• Questions à traiter:
**a)** Dans le texte sur les mineurs non accompagnés, quel est le but de l'évaluation imposée au jeune avant qu'il soit confié à l'aide sociale à l'enfance ?
**b)** Actualisez le passage du texte sur les mineurs non accompagnés qui va de « La reconnaissance de » à « et son isolement. », en substituant « mouvements migratoires » à « flux migratoires ».

Une partie des jeunes pris en charge au titre de la protection de l’enfance sont des mineurs non accompagnés. Ces enfants sont désignés par le code de l’action sociale et des familles sous le terme de « mineurs privés temporairement ou définitivement de la protection de leur famille » (CASF, art. L. 112-3). La jurisprudence apprécie à la fois la situation juridique de ces mineurs qui sont étrangers, leur minorité mais aussi leur isolement, c’est-à-dire l’absence des titulaires de l’autorité parentale sur le territoire français (1).
La reconnaissance de l’enfant comme mineur isolé étranger n’a rien d’évident et croise nécessairement des enjeux liés aux flux migratoires. Avant d’être confié à l’aide sociale à l’enfance, le jeune est ainsi soumis à une évaluation qui vise à caractériser sa minorité et son isolement.
A. LE MINEUR ISOLÉ ÉTRANGER, ENJEU DE DÉFINITION
La loi ne mentionne pas le terme de « mineurs isolés étrangers » mais de « mineurs privés temporairement ou définitivement de la protection de leur famille ». Cette périphrase met en évidence toute la difficulté d’évoquer la situation de ces mineurs étrangers sans les stigmatiser.

• Données à analyser:
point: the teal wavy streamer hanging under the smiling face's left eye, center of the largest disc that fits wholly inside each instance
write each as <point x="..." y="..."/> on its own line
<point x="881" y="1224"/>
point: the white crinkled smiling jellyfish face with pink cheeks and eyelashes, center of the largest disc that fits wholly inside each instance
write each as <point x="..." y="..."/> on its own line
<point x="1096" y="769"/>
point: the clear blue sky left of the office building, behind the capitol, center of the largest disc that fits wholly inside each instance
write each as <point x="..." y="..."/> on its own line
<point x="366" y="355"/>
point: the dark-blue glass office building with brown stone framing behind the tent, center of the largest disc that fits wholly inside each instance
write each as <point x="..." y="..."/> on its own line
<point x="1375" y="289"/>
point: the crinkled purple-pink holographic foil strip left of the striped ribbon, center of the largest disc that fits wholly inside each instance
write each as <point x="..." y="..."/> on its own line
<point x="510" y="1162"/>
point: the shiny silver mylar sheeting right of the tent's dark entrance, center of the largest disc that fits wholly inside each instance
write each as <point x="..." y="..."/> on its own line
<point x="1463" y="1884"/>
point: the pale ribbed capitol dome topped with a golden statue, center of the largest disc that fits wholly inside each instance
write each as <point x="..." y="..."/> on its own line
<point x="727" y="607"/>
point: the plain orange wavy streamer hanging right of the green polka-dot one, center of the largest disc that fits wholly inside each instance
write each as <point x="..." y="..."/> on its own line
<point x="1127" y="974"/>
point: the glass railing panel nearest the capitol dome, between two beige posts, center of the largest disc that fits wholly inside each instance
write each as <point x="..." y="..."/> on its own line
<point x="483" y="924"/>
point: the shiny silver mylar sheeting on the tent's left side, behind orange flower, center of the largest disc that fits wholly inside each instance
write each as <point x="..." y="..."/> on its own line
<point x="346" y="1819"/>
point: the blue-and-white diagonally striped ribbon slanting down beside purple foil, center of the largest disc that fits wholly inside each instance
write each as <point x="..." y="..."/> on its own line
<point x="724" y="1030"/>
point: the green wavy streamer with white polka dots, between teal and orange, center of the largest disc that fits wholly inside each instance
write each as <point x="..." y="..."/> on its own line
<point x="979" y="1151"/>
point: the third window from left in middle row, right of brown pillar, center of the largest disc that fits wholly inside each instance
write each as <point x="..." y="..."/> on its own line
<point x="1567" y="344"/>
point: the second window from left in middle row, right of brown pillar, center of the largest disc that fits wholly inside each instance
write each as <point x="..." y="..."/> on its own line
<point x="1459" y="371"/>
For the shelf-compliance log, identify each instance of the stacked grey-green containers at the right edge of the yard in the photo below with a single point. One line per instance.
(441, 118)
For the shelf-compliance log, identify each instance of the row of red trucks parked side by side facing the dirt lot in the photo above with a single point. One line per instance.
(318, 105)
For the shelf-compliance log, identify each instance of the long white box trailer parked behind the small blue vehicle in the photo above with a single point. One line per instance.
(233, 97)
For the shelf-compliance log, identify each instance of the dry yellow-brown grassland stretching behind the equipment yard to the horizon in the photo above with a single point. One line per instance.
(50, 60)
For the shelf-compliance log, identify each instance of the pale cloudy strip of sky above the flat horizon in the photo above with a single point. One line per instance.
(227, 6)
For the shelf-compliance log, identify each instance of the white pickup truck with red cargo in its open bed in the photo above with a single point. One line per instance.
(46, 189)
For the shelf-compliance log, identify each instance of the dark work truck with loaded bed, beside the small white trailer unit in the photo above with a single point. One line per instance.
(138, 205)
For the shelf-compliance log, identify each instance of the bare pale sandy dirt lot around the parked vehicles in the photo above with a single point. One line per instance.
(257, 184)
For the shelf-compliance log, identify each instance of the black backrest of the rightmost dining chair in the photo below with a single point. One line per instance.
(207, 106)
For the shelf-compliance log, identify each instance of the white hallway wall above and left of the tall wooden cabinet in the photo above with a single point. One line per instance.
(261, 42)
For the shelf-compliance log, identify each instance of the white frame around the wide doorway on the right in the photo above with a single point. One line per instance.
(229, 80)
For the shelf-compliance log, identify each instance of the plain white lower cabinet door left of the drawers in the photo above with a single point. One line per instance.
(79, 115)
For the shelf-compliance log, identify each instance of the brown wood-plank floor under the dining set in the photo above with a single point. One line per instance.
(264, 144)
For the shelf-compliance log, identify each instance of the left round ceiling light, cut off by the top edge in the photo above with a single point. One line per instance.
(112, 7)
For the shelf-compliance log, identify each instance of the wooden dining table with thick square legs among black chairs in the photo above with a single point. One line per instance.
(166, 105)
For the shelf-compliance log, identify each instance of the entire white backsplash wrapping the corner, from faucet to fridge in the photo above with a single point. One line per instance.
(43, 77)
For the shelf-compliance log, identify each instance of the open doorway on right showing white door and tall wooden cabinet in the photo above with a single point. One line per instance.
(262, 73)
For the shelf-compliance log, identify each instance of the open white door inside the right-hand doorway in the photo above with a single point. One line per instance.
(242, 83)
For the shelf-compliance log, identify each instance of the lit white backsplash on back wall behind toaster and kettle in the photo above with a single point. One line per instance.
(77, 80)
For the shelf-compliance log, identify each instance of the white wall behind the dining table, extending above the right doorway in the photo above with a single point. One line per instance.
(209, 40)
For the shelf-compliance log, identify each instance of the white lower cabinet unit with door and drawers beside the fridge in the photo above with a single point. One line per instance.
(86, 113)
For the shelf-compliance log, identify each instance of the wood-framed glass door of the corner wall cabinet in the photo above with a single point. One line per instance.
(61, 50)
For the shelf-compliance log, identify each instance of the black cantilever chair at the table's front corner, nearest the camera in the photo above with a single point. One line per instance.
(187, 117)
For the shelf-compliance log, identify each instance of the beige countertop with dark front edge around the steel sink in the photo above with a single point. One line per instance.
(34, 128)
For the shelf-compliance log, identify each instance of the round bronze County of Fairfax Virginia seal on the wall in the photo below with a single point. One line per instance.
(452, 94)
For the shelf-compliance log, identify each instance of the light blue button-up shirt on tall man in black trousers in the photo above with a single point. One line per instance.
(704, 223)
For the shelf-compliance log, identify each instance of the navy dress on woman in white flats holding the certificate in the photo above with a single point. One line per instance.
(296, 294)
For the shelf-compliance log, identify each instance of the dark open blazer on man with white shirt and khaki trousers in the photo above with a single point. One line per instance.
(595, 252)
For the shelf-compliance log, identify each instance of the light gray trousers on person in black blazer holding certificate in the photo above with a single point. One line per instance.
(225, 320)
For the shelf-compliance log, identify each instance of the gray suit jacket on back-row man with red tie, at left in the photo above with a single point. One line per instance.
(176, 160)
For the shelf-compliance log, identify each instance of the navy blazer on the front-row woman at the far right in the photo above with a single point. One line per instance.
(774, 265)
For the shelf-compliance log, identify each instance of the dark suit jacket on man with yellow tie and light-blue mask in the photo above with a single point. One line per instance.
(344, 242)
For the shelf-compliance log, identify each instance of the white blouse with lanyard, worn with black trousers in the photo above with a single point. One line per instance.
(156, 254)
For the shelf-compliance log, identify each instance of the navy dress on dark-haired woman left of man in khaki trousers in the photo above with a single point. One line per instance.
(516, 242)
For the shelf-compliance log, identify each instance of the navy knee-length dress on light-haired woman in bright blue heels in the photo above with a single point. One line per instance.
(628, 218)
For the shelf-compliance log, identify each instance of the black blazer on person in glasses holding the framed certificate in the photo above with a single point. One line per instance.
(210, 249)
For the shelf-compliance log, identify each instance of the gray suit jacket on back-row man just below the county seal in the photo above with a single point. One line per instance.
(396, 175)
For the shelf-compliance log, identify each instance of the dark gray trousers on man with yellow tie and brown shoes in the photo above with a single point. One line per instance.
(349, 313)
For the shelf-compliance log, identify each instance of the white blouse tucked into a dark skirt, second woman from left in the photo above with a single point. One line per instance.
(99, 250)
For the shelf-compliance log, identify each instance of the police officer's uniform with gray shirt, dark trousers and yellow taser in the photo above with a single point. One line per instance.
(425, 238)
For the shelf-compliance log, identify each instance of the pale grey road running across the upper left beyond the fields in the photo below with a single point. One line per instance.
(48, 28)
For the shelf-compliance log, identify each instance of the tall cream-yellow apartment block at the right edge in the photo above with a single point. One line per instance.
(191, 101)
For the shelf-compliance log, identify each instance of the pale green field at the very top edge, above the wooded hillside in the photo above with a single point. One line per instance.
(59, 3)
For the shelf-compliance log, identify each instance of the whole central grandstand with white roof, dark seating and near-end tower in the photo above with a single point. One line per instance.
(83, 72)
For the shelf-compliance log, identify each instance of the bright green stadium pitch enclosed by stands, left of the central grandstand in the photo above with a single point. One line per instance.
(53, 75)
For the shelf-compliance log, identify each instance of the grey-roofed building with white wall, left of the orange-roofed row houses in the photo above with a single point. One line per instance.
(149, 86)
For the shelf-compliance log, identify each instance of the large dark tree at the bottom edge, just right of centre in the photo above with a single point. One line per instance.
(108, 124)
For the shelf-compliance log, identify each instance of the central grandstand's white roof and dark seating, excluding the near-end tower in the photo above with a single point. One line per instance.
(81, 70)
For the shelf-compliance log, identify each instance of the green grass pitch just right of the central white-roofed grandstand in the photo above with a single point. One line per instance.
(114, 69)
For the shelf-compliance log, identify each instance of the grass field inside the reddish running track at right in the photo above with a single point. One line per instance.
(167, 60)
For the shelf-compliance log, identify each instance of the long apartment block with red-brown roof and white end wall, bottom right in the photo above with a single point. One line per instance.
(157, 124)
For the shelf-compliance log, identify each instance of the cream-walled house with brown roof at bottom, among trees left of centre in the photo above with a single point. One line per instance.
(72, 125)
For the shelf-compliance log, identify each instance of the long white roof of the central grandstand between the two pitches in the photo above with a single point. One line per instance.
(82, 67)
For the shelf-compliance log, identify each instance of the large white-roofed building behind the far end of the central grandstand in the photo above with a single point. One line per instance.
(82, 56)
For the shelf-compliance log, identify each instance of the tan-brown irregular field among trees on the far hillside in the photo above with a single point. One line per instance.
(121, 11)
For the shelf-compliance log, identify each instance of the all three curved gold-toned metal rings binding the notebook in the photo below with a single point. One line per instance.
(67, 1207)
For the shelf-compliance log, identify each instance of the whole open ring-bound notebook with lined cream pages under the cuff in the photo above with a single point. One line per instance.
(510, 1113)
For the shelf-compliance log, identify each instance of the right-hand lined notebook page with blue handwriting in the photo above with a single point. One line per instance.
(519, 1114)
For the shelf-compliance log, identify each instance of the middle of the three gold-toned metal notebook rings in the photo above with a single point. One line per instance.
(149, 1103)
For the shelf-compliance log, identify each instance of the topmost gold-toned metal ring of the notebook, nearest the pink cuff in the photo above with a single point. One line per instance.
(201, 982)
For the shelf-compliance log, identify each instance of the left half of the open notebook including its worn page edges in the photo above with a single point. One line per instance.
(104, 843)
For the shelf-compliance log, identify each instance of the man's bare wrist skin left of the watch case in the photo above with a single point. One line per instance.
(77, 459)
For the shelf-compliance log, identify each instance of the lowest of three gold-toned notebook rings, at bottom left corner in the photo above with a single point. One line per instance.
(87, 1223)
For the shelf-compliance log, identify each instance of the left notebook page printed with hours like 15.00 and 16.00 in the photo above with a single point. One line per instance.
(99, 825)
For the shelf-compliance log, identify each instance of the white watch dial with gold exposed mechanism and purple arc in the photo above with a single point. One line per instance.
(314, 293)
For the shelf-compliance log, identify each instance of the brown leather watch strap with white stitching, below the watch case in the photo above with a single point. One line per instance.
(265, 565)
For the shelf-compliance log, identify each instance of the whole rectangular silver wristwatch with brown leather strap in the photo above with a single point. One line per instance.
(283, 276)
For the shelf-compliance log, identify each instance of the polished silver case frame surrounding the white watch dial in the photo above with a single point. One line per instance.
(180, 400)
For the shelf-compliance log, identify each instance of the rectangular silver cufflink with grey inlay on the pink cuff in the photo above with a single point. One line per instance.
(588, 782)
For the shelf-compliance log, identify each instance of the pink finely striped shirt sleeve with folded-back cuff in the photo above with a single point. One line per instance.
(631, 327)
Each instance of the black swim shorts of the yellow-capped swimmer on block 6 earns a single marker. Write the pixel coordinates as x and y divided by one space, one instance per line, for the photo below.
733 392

• Corrigé par question:
**a)** Elle vise à caractériser sa minorité et son isolement.

**b)**
La reconnaissance de l’enfant comme mineur isolé étranger n’a rien d’évident et croise nécessairement des enjeux liés aux mouvements migratoires. Avant d’être confié à l’aide sociale à l’enfance, le jeune est ainsi soumis à une évaluation qui vise à caractériser sa minorité et son isolement.